Record di annotazione dei contorni:
::::
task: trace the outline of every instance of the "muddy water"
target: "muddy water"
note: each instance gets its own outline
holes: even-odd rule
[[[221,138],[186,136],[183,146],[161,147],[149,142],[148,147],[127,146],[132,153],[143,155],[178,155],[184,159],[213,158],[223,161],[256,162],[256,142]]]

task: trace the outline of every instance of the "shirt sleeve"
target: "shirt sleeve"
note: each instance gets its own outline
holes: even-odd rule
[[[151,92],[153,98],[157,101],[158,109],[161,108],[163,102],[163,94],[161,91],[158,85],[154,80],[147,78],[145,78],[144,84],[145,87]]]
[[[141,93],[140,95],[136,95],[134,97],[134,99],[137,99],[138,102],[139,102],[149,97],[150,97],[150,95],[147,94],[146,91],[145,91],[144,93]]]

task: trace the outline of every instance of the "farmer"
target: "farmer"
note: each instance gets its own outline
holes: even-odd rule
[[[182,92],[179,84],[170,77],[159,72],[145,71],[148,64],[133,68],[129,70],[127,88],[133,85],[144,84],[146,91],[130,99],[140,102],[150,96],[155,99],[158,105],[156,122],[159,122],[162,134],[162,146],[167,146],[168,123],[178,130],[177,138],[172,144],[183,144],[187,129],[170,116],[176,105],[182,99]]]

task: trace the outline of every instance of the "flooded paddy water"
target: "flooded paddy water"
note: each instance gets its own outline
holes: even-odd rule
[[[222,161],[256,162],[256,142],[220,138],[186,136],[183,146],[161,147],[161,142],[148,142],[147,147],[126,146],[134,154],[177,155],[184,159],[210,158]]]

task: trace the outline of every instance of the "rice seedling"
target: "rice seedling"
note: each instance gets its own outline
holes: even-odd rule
::::
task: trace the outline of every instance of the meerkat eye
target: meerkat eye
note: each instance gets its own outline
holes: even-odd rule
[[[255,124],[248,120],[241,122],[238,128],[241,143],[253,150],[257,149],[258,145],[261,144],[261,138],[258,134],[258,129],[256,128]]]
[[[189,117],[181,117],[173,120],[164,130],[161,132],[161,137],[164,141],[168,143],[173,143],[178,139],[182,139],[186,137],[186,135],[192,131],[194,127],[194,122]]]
::::
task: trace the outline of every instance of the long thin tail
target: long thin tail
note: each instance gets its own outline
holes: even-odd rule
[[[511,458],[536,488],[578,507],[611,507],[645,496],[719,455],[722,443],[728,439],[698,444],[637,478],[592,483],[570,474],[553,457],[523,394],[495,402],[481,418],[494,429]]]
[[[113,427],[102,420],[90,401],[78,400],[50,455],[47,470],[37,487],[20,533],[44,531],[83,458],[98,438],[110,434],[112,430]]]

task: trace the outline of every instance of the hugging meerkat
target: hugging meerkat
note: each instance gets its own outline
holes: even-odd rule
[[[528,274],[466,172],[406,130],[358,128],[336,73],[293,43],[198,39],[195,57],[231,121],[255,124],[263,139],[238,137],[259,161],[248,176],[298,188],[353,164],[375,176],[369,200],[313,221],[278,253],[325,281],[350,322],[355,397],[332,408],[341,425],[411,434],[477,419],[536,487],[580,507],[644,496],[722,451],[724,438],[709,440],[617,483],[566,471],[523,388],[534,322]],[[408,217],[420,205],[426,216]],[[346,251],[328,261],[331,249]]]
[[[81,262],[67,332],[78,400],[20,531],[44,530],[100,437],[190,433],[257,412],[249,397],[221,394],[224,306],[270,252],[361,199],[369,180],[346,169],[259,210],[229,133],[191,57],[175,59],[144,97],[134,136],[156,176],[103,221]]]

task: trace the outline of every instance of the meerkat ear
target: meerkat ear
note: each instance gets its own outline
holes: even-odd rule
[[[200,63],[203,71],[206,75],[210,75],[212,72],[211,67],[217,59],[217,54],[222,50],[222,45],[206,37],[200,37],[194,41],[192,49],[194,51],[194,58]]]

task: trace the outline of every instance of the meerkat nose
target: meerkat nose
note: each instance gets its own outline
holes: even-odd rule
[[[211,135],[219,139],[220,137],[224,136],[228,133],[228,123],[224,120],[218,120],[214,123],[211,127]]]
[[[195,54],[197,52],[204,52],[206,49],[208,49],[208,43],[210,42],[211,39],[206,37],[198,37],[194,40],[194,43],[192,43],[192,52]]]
::::
Estrai dal materiale ogni riga che contiene la stringa "hugging", distinguendo tra maiuscole e minuscole.

SOLUZIONE ESERCIZIO -
task: trace the outline of every instance of the hugging meerkat
target: hugging meerkat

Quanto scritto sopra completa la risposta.